START SUPPLIED RECORDS

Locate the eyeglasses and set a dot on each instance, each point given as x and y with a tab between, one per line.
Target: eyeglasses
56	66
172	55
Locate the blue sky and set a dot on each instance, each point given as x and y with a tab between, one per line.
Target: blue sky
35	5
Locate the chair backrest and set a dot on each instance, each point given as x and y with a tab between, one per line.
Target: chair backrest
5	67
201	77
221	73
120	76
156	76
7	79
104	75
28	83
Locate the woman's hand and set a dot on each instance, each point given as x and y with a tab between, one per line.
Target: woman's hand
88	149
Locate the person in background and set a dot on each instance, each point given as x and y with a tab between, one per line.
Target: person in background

END SUPPLIED RECORDS
START SUPPLIED RECORDS

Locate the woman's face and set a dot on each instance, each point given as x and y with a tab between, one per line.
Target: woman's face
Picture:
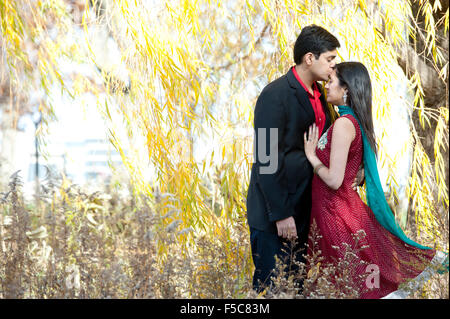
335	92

END SUPPLIED RECORDS

Find the lines in the data that include "background", then copy each of them.

OUTPUT FOR THIS EXERCISE:
Locate the person in background and set a dot on each instance, each point given as x and y with a tab between, one per line.
Target: person in background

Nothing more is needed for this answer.